### WHAT IS BEING ASKED:
Which lines in the rows below contain the word "oven"? Gather each of those lines and copy it in full.

### DATA LINES:
┄┄┄┄┄┄
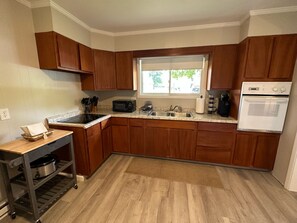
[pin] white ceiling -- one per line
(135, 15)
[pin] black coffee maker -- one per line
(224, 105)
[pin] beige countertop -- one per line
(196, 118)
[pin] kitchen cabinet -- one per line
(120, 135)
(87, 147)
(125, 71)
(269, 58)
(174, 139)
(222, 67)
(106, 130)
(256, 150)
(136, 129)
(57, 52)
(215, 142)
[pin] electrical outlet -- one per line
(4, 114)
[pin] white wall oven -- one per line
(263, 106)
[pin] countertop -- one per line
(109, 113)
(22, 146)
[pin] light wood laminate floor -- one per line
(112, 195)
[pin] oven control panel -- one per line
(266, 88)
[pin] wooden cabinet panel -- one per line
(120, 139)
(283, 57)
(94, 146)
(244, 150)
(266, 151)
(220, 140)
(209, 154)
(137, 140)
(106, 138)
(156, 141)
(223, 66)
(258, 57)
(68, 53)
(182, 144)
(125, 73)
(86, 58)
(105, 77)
┄┄┄┄┄┄
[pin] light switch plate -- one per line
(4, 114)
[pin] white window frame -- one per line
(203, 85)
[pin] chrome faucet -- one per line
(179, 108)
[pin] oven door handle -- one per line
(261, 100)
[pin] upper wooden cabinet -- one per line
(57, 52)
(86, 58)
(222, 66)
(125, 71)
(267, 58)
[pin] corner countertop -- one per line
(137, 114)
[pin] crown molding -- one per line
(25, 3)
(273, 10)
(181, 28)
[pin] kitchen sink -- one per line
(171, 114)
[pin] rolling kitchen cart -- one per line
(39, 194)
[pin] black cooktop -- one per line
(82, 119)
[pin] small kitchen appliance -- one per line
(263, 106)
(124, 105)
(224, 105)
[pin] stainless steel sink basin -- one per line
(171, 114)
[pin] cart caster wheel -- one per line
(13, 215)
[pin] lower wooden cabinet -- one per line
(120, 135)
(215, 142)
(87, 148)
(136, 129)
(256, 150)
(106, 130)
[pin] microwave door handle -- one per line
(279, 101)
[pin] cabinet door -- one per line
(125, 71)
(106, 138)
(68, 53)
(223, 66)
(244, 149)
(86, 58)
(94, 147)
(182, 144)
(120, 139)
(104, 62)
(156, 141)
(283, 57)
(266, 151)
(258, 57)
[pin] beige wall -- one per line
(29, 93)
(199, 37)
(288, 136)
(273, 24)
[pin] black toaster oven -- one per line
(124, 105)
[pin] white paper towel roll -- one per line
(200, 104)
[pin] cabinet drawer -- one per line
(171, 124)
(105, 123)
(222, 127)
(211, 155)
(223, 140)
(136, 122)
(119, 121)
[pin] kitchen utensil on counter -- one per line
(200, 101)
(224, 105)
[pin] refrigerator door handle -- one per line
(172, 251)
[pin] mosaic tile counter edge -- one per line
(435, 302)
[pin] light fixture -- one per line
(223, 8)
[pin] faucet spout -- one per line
┄┄┄┄┄┄
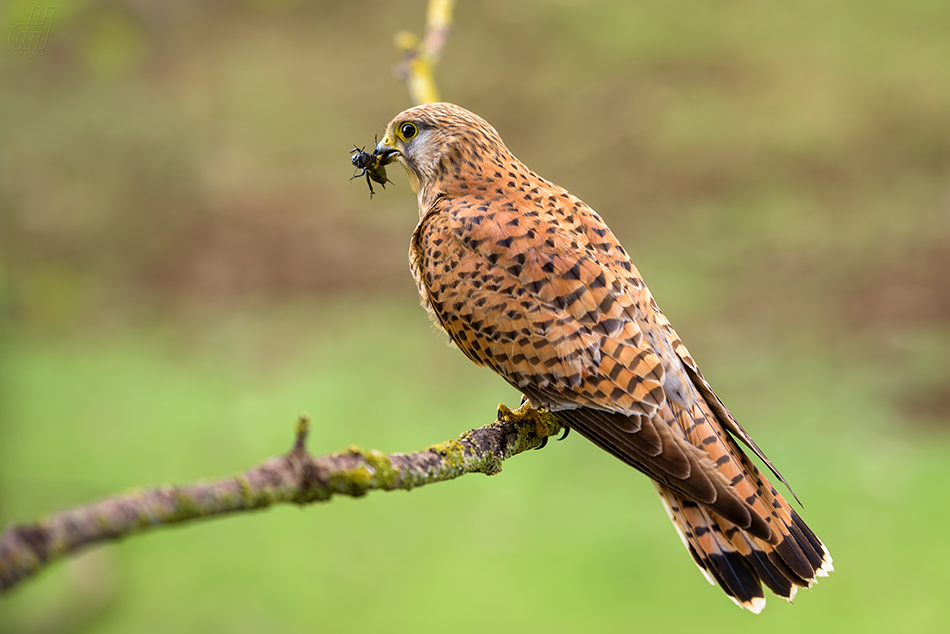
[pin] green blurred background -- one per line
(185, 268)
┄┄┄┄┄┄
### SOLVED EXERCISE:
[pin] white wall oven -- one per line
[pin] oven control panel -- one per line
[pin] oven door handle -- one per line
[pin] black toaster oven -- one per line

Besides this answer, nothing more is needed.